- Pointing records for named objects
** Start **

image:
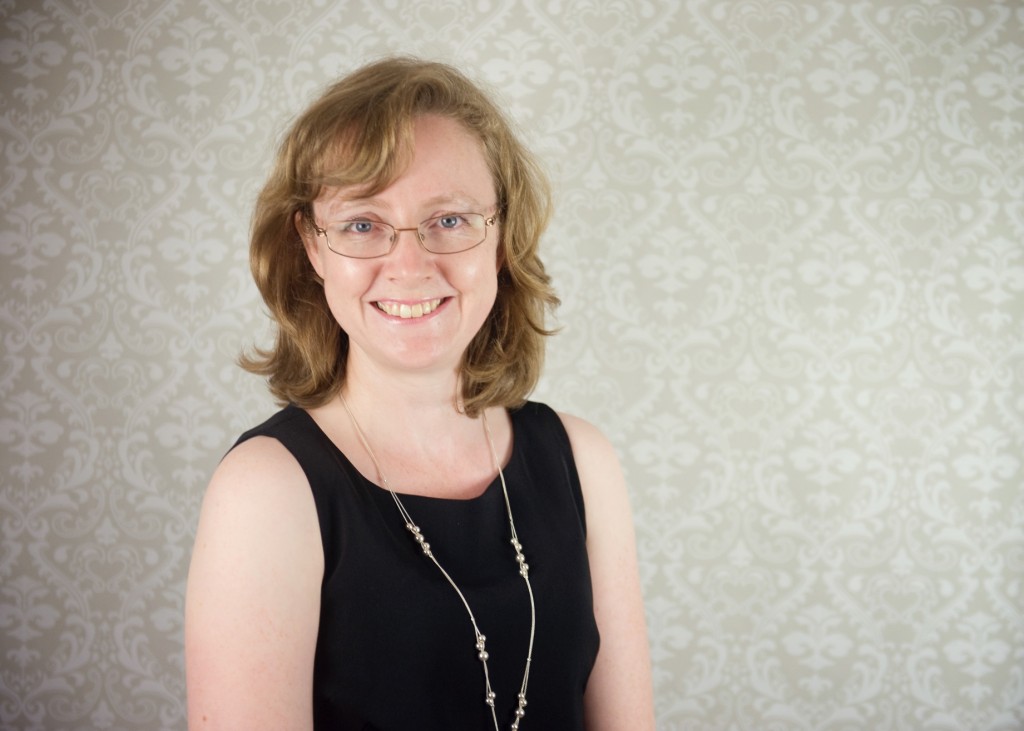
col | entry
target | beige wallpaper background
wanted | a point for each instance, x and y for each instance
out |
(790, 243)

** End **

- Challenge
Write out every line of the listing above word for word, leaving out the pictures.

- Expected output
image:
col | entry
target | beige wallpaper background
wanted | a point for each instance, x and y for each instance
out |
(790, 243)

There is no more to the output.